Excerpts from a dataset
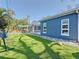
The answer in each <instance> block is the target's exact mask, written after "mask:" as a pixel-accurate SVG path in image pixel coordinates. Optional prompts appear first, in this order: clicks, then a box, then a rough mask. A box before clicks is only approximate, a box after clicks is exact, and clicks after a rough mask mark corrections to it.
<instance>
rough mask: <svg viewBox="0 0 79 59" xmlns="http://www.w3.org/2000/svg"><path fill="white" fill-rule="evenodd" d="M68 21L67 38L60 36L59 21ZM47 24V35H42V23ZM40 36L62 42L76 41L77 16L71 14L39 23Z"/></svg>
mask: <svg viewBox="0 0 79 59" xmlns="http://www.w3.org/2000/svg"><path fill="white" fill-rule="evenodd" d="M62 19H69V36H64V35H61V20H62ZM45 22H46V23H47V33H43V23H45ZM41 35H45V36H49V37H54V38H60V39H64V40H66V39H67V40H78V14H77V13H72V14H68V15H65V16H61V17H58V18H54V19H49V20H45V21H42V22H41Z"/></svg>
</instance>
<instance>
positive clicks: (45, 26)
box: [43, 23, 47, 33]
mask: <svg viewBox="0 0 79 59" xmlns="http://www.w3.org/2000/svg"><path fill="white" fill-rule="evenodd" d="M44 27H46V28H47V23H43V33H47V29H44ZM44 30H46V32H45V31H44Z"/></svg>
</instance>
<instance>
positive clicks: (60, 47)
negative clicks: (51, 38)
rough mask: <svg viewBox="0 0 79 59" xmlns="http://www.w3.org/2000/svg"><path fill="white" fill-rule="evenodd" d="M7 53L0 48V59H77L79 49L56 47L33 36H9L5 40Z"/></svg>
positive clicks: (32, 35) (67, 45) (41, 38)
mask: <svg viewBox="0 0 79 59" xmlns="http://www.w3.org/2000/svg"><path fill="white" fill-rule="evenodd" d="M6 43H7V45H8V49H9V50H8V51H4V48H3V44H2V45H1V46H0V59H79V48H76V47H72V46H68V45H58V44H57V43H56V42H53V41H48V40H45V39H43V38H40V37H37V36H33V35H24V34H20V35H11V36H10V37H8V38H6Z"/></svg>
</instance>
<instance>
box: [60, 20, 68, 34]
mask: <svg viewBox="0 0 79 59" xmlns="http://www.w3.org/2000/svg"><path fill="white" fill-rule="evenodd" d="M65 20H68V24H63V21H65ZM62 25H68V29H63V28H62ZM62 30H68V34H65V33H62ZM61 35H63V36H69V19H62V20H61Z"/></svg>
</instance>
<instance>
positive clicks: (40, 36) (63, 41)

(Assigned task)
All entries must be output exactly as they stand, and every picture must be left out.

(Expected answer)
The answer in each <instance> block is the target's exact mask, written after "mask:" as a pixel-accurate SVG path in image pixel coordinates. Optional prompts appear first, in this order: clicks, then a box, then a rough mask. A box before clicks is only approximate, a box after clicks is exact, and clicks after a rough mask mark corrections to it.
<instance>
rough mask: <svg viewBox="0 0 79 59" xmlns="http://www.w3.org/2000/svg"><path fill="white" fill-rule="evenodd" d="M68 21L67 38L60 36L59 21ZM47 24V35H42V23ZM40 36L62 42L76 41L77 16L71 14L39 23Z"/></svg>
mask: <svg viewBox="0 0 79 59" xmlns="http://www.w3.org/2000/svg"><path fill="white" fill-rule="evenodd" d="M62 19H69V36H64V35H61V20H62ZM45 22H46V23H47V33H43V23H45ZM41 35H45V36H49V37H54V38H60V39H64V40H66V39H67V40H78V14H77V13H72V14H68V15H65V16H61V17H58V18H54V19H49V20H45V21H42V22H41Z"/></svg>
</instance>
<instance>
positive clicks: (45, 26)
box: [43, 23, 47, 33]
mask: <svg viewBox="0 0 79 59" xmlns="http://www.w3.org/2000/svg"><path fill="white" fill-rule="evenodd" d="M44 27H46V28H47V23H43V33H47V29H44ZM44 30H46V32H45V31H44Z"/></svg>
</instance>
<instance>
positive clicks: (60, 47)
negative clicks: (51, 38)
rough mask: <svg viewBox="0 0 79 59" xmlns="http://www.w3.org/2000/svg"><path fill="white" fill-rule="evenodd" d="M7 53L0 48V59H77L79 49L56 47L33 36H9L5 40Z"/></svg>
positive clicks: (32, 35) (67, 45) (41, 38)
mask: <svg viewBox="0 0 79 59" xmlns="http://www.w3.org/2000/svg"><path fill="white" fill-rule="evenodd" d="M6 43H7V45H8V49H9V50H8V51H4V48H3V44H2V45H1V46H0V59H79V48H76V47H72V46H68V45H58V44H57V43H56V42H53V41H48V40H45V39H43V38H40V37H37V36H33V35H24V34H20V35H11V36H10V37H8V38H6Z"/></svg>
</instance>
<instance>
box: [60, 20, 68, 34]
mask: <svg viewBox="0 0 79 59" xmlns="http://www.w3.org/2000/svg"><path fill="white" fill-rule="evenodd" d="M65 20H68V24H63V21H65ZM62 25H68V29H63V28H62ZM62 30H68V34H65V33H62ZM61 35H63V36H69V19H62V20H61Z"/></svg>
</instance>
<instance>
positive clicks: (40, 36) (63, 41)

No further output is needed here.